INSTRUCTION: Gather every line below that contains the word "dishwasher" and copy each one out. Letter case counts when matching.

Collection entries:
+-------+
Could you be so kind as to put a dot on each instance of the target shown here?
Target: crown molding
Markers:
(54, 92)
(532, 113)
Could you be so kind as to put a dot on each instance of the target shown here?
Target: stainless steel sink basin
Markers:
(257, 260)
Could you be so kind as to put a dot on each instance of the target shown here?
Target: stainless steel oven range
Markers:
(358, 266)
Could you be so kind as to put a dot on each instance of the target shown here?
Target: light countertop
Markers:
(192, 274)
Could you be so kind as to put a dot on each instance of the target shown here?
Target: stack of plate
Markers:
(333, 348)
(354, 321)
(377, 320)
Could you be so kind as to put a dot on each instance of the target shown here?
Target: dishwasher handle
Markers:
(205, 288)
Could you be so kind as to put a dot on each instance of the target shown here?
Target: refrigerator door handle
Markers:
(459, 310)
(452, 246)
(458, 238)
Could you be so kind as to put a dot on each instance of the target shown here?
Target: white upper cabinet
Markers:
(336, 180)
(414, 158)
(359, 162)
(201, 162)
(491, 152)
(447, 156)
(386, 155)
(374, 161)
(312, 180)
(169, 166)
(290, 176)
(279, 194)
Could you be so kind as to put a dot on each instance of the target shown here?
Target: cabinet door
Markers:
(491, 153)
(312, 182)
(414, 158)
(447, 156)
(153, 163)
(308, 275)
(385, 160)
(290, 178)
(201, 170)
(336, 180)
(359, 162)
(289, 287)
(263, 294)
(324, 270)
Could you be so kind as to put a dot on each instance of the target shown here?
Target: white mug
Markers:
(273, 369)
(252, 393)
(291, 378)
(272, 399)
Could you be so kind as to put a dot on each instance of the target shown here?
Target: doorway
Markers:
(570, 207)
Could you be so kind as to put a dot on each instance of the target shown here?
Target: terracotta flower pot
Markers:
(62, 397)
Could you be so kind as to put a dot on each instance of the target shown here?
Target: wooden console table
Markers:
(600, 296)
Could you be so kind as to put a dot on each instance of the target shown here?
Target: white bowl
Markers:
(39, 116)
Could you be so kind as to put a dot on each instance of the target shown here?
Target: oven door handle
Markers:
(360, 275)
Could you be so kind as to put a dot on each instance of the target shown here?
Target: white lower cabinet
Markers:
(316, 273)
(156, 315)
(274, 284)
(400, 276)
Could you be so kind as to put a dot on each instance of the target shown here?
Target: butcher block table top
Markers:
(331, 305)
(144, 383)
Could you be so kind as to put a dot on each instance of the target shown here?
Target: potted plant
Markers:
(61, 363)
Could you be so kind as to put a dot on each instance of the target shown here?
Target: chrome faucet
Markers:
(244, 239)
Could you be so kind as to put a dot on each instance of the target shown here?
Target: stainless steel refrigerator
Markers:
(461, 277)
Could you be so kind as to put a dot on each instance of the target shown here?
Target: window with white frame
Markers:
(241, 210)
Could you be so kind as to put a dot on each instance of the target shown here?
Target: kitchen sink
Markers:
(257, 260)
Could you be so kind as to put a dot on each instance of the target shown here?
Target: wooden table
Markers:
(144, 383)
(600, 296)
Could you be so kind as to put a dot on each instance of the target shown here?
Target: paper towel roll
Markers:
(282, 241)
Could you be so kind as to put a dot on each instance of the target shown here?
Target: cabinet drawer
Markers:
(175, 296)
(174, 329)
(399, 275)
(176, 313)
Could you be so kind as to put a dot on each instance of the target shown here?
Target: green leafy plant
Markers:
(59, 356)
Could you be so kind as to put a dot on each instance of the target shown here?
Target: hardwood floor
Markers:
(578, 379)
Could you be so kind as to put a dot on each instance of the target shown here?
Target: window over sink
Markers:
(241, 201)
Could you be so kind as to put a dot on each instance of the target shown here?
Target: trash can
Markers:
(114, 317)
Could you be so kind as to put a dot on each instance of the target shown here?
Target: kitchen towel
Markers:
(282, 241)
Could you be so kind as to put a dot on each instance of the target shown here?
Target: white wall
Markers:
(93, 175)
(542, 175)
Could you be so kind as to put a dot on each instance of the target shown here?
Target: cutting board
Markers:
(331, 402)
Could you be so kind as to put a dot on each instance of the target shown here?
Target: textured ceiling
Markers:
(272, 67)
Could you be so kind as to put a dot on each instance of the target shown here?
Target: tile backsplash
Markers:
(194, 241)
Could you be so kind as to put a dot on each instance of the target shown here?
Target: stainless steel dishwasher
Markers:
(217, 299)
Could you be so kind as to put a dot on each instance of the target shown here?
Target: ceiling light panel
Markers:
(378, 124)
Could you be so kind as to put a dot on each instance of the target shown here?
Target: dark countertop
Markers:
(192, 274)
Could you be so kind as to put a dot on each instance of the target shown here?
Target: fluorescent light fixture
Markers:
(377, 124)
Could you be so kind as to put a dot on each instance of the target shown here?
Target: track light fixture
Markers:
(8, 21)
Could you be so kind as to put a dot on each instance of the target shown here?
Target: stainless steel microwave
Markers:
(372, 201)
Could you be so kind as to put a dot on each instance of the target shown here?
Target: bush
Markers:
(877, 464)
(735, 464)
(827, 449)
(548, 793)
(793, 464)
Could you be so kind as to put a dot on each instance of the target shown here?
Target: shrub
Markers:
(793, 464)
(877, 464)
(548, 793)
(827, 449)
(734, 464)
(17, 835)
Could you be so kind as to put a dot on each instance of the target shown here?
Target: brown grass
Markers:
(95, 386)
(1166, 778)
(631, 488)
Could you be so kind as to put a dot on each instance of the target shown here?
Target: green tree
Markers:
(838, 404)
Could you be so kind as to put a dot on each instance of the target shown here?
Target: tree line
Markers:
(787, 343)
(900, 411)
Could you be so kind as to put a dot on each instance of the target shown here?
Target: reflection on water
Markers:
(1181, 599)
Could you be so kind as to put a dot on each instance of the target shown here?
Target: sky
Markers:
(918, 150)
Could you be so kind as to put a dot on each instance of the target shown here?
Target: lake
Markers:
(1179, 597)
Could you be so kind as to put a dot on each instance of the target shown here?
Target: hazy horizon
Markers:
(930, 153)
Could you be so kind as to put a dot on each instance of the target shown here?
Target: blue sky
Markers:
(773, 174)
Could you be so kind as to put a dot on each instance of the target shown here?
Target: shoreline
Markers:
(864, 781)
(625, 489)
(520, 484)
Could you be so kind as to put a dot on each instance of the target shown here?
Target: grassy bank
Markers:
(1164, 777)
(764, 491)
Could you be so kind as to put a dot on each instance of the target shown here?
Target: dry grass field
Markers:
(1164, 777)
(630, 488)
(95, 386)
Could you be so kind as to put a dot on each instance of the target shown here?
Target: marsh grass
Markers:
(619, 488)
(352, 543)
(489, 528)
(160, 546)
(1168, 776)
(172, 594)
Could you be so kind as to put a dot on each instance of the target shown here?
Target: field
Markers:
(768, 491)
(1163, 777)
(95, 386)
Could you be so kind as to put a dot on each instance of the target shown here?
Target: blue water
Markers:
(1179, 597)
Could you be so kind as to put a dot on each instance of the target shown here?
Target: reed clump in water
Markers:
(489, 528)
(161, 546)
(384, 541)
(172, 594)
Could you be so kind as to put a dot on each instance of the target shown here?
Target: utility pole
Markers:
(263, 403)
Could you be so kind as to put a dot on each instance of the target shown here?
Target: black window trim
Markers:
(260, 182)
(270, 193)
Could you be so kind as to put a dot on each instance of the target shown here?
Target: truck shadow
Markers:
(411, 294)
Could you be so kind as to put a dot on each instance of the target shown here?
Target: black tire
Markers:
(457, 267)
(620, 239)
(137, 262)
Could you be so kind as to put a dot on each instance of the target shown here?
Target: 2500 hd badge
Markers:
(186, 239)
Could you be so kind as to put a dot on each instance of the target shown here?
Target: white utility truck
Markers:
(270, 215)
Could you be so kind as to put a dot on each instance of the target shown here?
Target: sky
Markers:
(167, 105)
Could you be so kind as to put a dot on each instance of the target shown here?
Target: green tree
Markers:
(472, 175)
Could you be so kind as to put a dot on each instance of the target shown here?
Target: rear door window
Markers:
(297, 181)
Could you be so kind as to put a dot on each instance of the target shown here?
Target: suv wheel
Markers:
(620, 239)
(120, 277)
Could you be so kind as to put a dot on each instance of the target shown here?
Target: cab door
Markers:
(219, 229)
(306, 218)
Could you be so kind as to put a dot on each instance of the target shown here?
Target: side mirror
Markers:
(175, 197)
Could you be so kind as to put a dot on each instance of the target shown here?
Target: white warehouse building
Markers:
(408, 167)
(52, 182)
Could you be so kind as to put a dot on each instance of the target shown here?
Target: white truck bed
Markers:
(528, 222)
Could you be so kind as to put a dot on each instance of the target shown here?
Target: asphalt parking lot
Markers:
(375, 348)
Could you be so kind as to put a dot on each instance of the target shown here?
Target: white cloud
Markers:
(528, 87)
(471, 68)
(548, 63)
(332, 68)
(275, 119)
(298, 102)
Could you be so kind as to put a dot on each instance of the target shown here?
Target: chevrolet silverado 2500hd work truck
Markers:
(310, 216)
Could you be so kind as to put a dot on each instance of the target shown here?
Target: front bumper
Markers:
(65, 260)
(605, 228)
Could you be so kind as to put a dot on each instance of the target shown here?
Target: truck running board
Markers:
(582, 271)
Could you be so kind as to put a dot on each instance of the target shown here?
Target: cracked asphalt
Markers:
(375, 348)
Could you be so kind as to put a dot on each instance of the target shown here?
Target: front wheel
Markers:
+-------+
RESPONSE:
Target: dishwasher handle
Target: stainless steel dishwasher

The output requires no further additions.